Last night I spent an unusually long time in an emergency
room. This happens to me a lot. Pretty much any time that I call a doctor and
the words “chest pain” and “prior heart surgery" come out, they send me right
to the ER. So when I called my GP and
asked if someone could just give me a quick listen as I was having some unusual
chest pain (and the reality is that I have pretty much constant chest pain), they
insisted that I head right to the hospital.
Unfortunately I got to the ER in the middle of a flu outbreak and days
after New Year’s resolutions started, so the place was filled to the gills with
sneezers, coughers, and people retching their way through detox.
Throughout it all, I remained calm. Funny how yoga does that to you.

(Stored items)
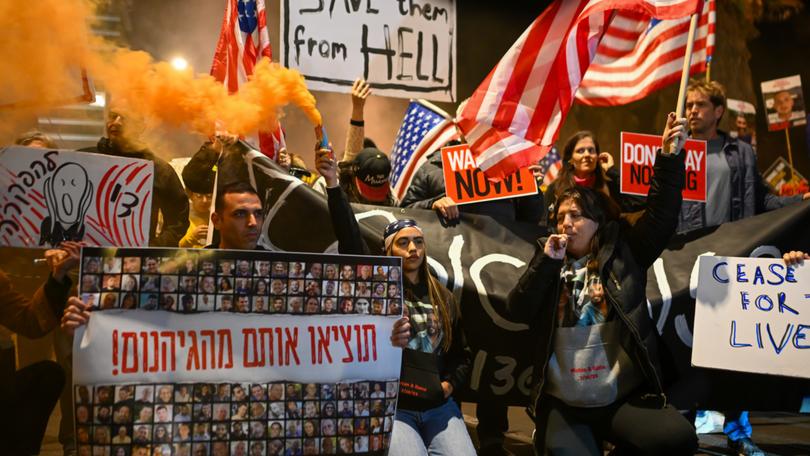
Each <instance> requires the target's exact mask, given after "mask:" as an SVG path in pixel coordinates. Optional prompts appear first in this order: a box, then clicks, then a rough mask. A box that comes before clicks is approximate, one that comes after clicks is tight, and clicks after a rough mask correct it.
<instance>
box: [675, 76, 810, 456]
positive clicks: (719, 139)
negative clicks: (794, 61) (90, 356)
mask: <svg viewBox="0 0 810 456" xmlns="http://www.w3.org/2000/svg"><path fill="white" fill-rule="evenodd" d="M788 96H789V93H788ZM725 111H726V93H725V88H724V87H723V86H722V85H721V84H720V83H719V82H716V81H712V82H706V81H704V80H702V79H693V80H692V81H690V83H689V86H688V87H687V94H686V116H687V119H688V121H689V129H690V136H691V137H692V138H695V139H702V140H705V141H706V142H707V153H706V163H707V166H706V174H707V187H708V188H707V189H706V203H701V202H694V201H684V202H683V206H682V207H681V213H680V220H679V223H678V232H688V231H692V230H697V229H700V228H704V227H710V226H717V225H721V224H723V223H726V222H732V221H735V220H741V219H744V218H746V217H752V216H754V215H756V214H760V213H763V212H767V211H771V210H774V209H778V208H781V207H784V206H786V205H788V204H792V203H796V202H799V201H801V200H806V199H808V198H810V193H805V194H804V195H796V196H776V195H773V194H772V193H771V192H770V190H769V189H768V187H767V185H766V184H765V182H764V179H763V178H762V175H761V174H760V173H759V171H758V170H757V158H756V155H755V154H754V150H753V149H752V148H751V145H750V144H748V143H747V142H745V141H742V140H741V139H740V138H736V139H735V138H732V137H731V136H729V135H728V134H726V133H725V132H723V131H721V130H719V129H718V128H717V127H718V125H719V124H720V119H722V117H723V114H725ZM698 413H699V415H702V414H703V412H698ZM724 415H725V424H724V426H723V431H724V432H725V434H726V435H727V437H728V446H729V448H731V449H732V450H734V451H736V452H738V453H739V454H742V455H762V454H764V453H763V452H762V450H760V449H759V447H757V445H756V444H755V443H754V442H753V440H751V435H752V432H753V429H752V427H751V423H750V422H749V421H748V412H746V411H741V410H729V411H725V412H724Z"/></svg>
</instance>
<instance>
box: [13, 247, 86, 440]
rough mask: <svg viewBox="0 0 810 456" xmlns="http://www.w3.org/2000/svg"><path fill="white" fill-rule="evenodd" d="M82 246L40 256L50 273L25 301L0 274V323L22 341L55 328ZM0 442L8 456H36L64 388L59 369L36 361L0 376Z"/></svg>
mask: <svg viewBox="0 0 810 456" xmlns="http://www.w3.org/2000/svg"><path fill="white" fill-rule="evenodd" d="M80 249H81V245H80V244H79V243H76V242H70V241H65V242H63V243H62V244H60V246H59V249H54V250H49V251H47V252H46V253H45V257H46V259H47V260H48V261H49V263H50V265H51V273H50V275H49V277H48V279H47V281H46V282H45V284H44V285H42V286H41V287H40V288H39V289H38V290H37V291H36V293H34V296H33V298H31V299H30V300H29V299H28V298H26V297H24V296H22V295H21V294H19V293H17V292H16V291H15V290H14V287H13V286H12V284H11V279H9V278H8V277H7V276H6V275H5V274H4V273H3V272H2V271H0V324H2V325H3V326H5V327H6V328H8V329H10V330H12V331H14V332H17V333H19V334H22V335H24V336H26V337H31V338H37V337H42V336H44V335H45V334H47V333H48V332H50V331H51V330H52V329H53V328H55V327H57V326H58V324H59V316H60V315H61V314H62V309H63V308H64V306H65V301H67V296H68V292H69V290H70V287H71V280H70V278H68V277H67V273H68V271H70V270H71V269H73V268H75V267H76V266H77V265H78V264H79V250H80ZM0 378H1V379H2V380H1V381H0V408H2V409H3V410H7V411H13V412H14V413H4V414H3V417H2V418H0V442H3V448H4V449H5V451H8V452H9V453H11V454H38V453H39V447H40V444H41V442H42V437H43V436H44V434H45V428H46V427H47V424H48V417H49V416H50V414H51V411H52V410H53V407H54V405H55V404H56V401H57V400H58V399H59V395H60V394H61V392H62V388H63V386H64V383H65V374H64V371H63V369H62V368H61V367H60V366H59V365H58V364H56V363H55V362H53V361H40V362H38V363H35V364H32V365H30V366H27V367H25V368H23V369H20V370H18V371H16V372H4V373H3V375H2V376H1V377H0Z"/></svg>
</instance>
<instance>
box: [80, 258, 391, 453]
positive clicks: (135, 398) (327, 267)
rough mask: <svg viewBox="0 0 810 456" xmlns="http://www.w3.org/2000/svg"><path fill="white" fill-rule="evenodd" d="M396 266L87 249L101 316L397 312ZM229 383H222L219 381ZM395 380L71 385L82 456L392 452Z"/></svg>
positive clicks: (365, 260)
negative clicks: (235, 382) (309, 382)
mask: <svg viewBox="0 0 810 456" xmlns="http://www.w3.org/2000/svg"><path fill="white" fill-rule="evenodd" d="M400 261H401V260H400V259H399V258H390V257H360V256H357V257H354V256H338V255H325V254H324V255H314V254H298V253H276V252H244V251H218V250H183V249H101V248H85V249H83V254H82V264H81V270H80V276H81V278H80V289H79V292H80V296H81V298H82V299H83V300H84V301H85V302H86V303H91V304H92V305H93V306H94V307H95V309H94V310H96V311H104V310H107V309H121V308H124V309H145V310H166V311H172V312H180V313H195V312H244V313H259V314H302V315H304V314H317V315H329V314H375V315H387V316H391V317H398V316H400V315H401V314H402V304H401V303H402V301H401V299H402V297H401V290H402V280H401V275H400V272H401V266H400ZM223 380H225V379H223ZM398 392H399V382H398V380H396V379H391V380H389V381H352V382H338V383H293V382H272V383H232V382H222V383H158V384H155V383H148V384H147V383H143V384H136V385H131V384H129V385H75V395H74V401H75V404H74V406H75V409H74V413H75V414H74V418H75V423H76V440H77V449H78V452H79V454H92V455H94V456H95V455H104V456H108V455H110V456H118V455H122V456H131V455H132V456H134V455H137V454H148V455H155V454H160V455H193V456H208V455H228V454H230V455H245V456H248V455H251V456H252V455H255V456H259V455H306V454H346V453H361V454H363V453H365V454H385V452H386V449H387V448H388V447H389V445H390V438H391V429H392V426H393V419H394V414H395V411H396V402H397V395H398Z"/></svg>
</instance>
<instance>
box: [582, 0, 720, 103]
mask: <svg viewBox="0 0 810 456" xmlns="http://www.w3.org/2000/svg"><path fill="white" fill-rule="evenodd" d="M715 20H716V16H715V11H714V0H709V1H708V2H707V5H706V6H705V7H704V8H703V11H702V13H701V15H700V19H699V21H698V28H697V32H696V34H695V42H694V47H693V49H692V61H691V66H690V73H700V72H703V71H706V62H707V60H708V59H710V58H711V55H712V52H713V50H714V39H715V38H714V29H715ZM688 32H689V18H688V17H683V18H678V19H670V20H660V19H656V18H651V17H650V16H648V15H646V14H643V13H635V12H625V11H620V12H618V13H617V14H616V17H615V18H614V19H613V21H611V23H610V25H609V26H608V28H607V30H606V31H605V37H604V38H603V39H602V41H601V43H599V47H598V48H597V49H596V56H595V57H594V59H593V62H591V65H590V66H589V67H588V72H587V73H585V78H584V79H583V80H582V83H581V84H580V86H579V91H578V92H577V95H576V99H577V101H578V102H580V103H583V104H586V105H591V106H617V105H623V104H627V103H630V102H633V101H636V100H640V99H642V98H644V97H645V96H647V95H648V94H650V93H651V92H654V91H656V90H659V89H661V88H663V87H666V86H667V85H669V84H672V83H674V82H677V81H678V80H679V79H680V76H681V68H682V66H683V59H684V54H685V53H686V41H687V39H688V37H687V35H688Z"/></svg>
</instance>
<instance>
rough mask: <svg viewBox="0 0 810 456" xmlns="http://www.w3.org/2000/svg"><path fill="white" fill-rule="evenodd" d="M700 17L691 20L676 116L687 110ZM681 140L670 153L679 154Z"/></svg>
mask: <svg viewBox="0 0 810 456" xmlns="http://www.w3.org/2000/svg"><path fill="white" fill-rule="evenodd" d="M699 17H700V14H699V13H696V14H693V15H692V18H691V20H690V21H689V37H688V38H687V40H686V55H684V57H683V69H682V70H681V87H680V90H679V91H678V105H677V106H675V116H676V117H677V118H678V119H680V118H682V117H683V114H684V111H685V110H686V85H687V83H688V82H689V69H690V68H691V67H692V48H693V47H694V44H695V32H696V31H697V21H698V18H699ZM681 147H683V144H681V141H675V142H673V143H672V149H674V150H670V153H673V154H677V153H678V152H680V151H681Z"/></svg>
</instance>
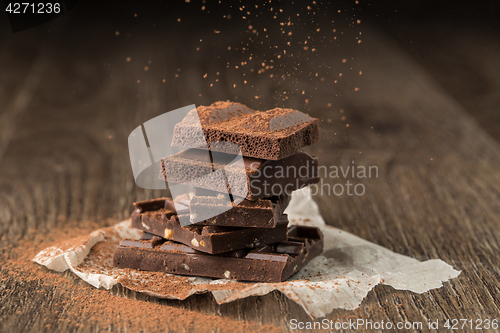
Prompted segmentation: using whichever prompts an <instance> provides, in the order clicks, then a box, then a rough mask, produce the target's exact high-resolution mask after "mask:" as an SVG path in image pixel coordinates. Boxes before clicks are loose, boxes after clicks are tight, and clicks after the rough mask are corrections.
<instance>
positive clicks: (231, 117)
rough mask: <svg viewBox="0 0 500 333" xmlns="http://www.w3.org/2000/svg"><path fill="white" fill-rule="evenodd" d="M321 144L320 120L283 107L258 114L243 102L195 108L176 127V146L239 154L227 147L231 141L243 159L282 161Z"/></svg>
mask: <svg viewBox="0 0 500 333" xmlns="http://www.w3.org/2000/svg"><path fill="white" fill-rule="evenodd" d="M200 125H201V129H202V130H203V131H200ZM317 141H319V120H318V119H316V118H312V117H310V116H309V115H307V114H305V113H303V112H300V111H296V110H292V109H281V108H275V109H272V110H268V111H255V110H252V109H250V108H248V107H246V106H245V105H242V104H239V103H232V102H215V103H213V104H212V105H210V106H199V107H197V108H196V109H193V110H192V111H190V112H189V113H188V114H187V115H186V117H185V118H184V119H183V120H182V121H181V122H180V123H177V124H176V125H175V128H174V136H173V139H172V146H182V147H189V148H203V149H207V148H208V149H209V150H211V151H220V152H225V153H229V154H238V153H239V152H238V151H236V150H235V151H232V150H231V146H230V145H225V143H228V142H229V143H234V144H236V145H237V147H239V148H240V149H241V153H242V155H243V156H247V157H254V158H261V159H266V160H279V159H283V158H285V157H288V156H290V155H293V154H294V153H295V152H297V151H298V150H299V149H300V148H302V147H304V146H307V145H311V144H313V143H316V142H317ZM207 145H208V147H207ZM228 149H229V150H228Z"/></svg>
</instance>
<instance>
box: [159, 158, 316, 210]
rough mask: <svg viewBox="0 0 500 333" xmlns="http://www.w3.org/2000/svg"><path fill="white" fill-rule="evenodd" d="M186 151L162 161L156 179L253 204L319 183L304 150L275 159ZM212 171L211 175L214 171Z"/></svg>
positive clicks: (315, 173) (213, 171) (315, 170)
mask: <svg viewBox="0 0 500 333" xmlns="http://www.w3.org/2000/svg"><path fill="white" fill-rule="evenodd" d="M211 155H212V156H210V154H208V153H207V152H206V151H204V150H201V149H188V150H185V151H182V152H180V153H177V154H175V155H172V156H168V157H165V158H163V159H162V171H161V172H160V178H162V179H164V180H167V181H168V182H169V184H170V183H178V184H184V185H189V186H193V187H199V188H204V189H208V190H212V191H217V192H222V193H230V194H231V195H233V196H238V197H244V198H246V199H248V200H251V201H254V200H257V199H260V198H268V197H271V196H277V195H281V194H283V193H286V194H288V195H291V192H292V191H295V190H297V189H300V188H302V187H305V186H307V185H311V184H315V183H317V182H319V174H318V159H317V158H316V157H312V156H311V155H309V154H308V153H306V152H304V151H298V152H296V153H295V154H293V155H292V156H289V157H287V158H284V159H281V160H278V161H270V160H262V159H256V158H251V157H243V158H237V157H236V158H235V155H231V154H226V153H218V152H211ZM214 170H215V172H214Z"/></svg>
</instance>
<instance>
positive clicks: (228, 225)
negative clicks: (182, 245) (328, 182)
mask: <svg viewBox="0 0 500 333" xmlns="http://www.w3.org/2000/svg"><path fill="white" fill-rule="evenodd" d="M289 202H290V196H289V195H286V194H283V195H281V196H275V197H271V198H266V199H258V200H256V201H250V200H243V201H241V202H240V203H239V204H238V205H236V206H233V205H232V203H231V201H228V200H226V197H225V196H224V195H222V194H220V195H218V196H197V195H195V196H194V197H193V198H191V201H190V202H189V210H190V213H191V219H192V220H193V221H200V222H195V223H194V224H196V225H212V226H221V227H242V228H274V227H276V225H277V223H278V222H279V221H280V219H281V216H282V215H283V212H284V211H285V209H286V207H287V206H288V203H289Z"/></svg>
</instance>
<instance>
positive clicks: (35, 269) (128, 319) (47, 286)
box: [0, 222, 279, 332]
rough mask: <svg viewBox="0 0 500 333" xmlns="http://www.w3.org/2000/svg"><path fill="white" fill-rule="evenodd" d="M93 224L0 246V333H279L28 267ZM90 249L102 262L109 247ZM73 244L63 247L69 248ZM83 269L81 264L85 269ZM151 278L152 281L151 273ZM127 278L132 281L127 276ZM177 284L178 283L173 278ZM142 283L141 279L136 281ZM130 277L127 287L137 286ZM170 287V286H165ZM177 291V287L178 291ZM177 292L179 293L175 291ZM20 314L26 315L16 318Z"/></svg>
mask: <svg viewBox="0 0 500 333" xmlns="http://www.w3.org/2000/svg"><path fill="white" fill-rule="evenodd" d="M97 228H98V226H97V224H96V223H92V222H87V223H78V226H74V225H73V226H72V225H71V224H68V226H67V227H63V228H62V229H58V228H54V230H53V231H51V232H49V233H45V232H37V231H36V230H29V231H28V234H27V236H26V237H25V238H24V239H21V240H18V241H16V242H12V243H10V244H6V242H7V239H6V238H5V237H3V238H2V245H0V298H1V304H2V307H1V308H0V318H1V319H0V331H4V330H3V329H2V327H9V329H13V328H17V329H18V330H21V329H25V328H33V329H36V330H38V331H57V330H61V329H65V330H71V331H73V330H78V331H80V330H84V331H100V330H106V331H108V330H109V331H132V332H142V331H153V330H162V331H182V332H184V331H211V330H212V331H217V332H226V331H227V332H249V331H266V332H269V331H279V329H278V328H277V327H275V326H272V325H265V326H264V325H259V324H258V323H252V322H246V321H238V320H235V319H232V318H223V317H220V316H216V315H209V314H203V313H199V312H195V311H190V310H187V309H183V308H178V307H173V306H169V305H166V304H161V301H160V300H158V299H156V298H154V297H147V296H144V295H141V294H139V293H135V292H132V291H130V290H128V289H126V288H123V287H115V288H113V289H112V290H111V291H105V290H98V289H95V288H94V287H92V286H90V285H88V284H87V283H85V282H83V281H81V280H80V279H79V278H78V277H76V275H74V274H73V273H71V272H69V271H67V272H65V273H57V272H53V271H50V270H48V269H47V268H45V267H43V266H40V265H38V264H36V263H34V262H33V261H32V258H33V257H34V256H35V255H36V254H37V253H38V252H39V251H40V250H42V249H44V248H47V247H49V246H51V245H53V244H54V243H59V244H60V242H61V240H64V239H71V238H73V237H76V236H78V235H82V234H83V235H85V234H88V233H90V232H91V231H93V230H95V229H97ZM100 244H101V243H98V244H97V245H96V246H94V248H93V250H92V251H99V252H100V253H99V255H103V256H107V255H108V254H109V252H112V251H113V250H114V249H113V248H112V246H109V245H105V243H102V244H104V245H100ZM73 245H75V243H72V244H68V246H73ZM84 264H85V263H84ZM146 274H150V275H151V278H154V277H155V273H146ZM131 276H132V275H131ZM176 278H178V279H180V280H182V279H185V278H183V277H176ZM142 280H143V277H142V278H141V281H142ZM138 281H139V280H137V281H134V279H133V277H131V278H130V281H123V284H124V285H126V284H127V283H136V284H137V283H139V282H138ZM169 281H170V282H172V280H169ZM182 285H183V284H182V283H165V284H163V285H162V284H159V285H158V288H159V291H164V290H163V289H165V288H176V286H182ZM181 288H182V287H181ZM178 292H180V291H178ZM114 294H116V295H114ZM21 313H24V314H26V313H31V314H32V315H31V316H29V317H27V316H23V317H21V316H20V314H21Z"/></svg>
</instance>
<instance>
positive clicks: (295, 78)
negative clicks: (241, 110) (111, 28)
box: [0, 23, 500, 331]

• **Exercise prompt**
Please write out the entire ER passage word for word. Work from the ER passage alone.

• **Response to the exercise**
Last night I spent an unusually long time in an emergency
room. This happens to me a lot. Pretty much any time that I call a doctor and
the words “chest pain” and “prior heart surgery" come out, they send me right
to the ER. So when I called my GP and
asked if someone could just give me a quick listen as I was having some unusual
chest pain (and the reality is that I have pretty much constant chest pain), they
insisted that I head right to the hospital.
Unfortunately I got to the ER in the middle of a flu outbreak and days
after New Year’s resolutions started, so the place was filled to the gills with
sneezers, coughers, and people retching their way through detox.
Throughout it all, I remained calm. Funny how yoga does that to you.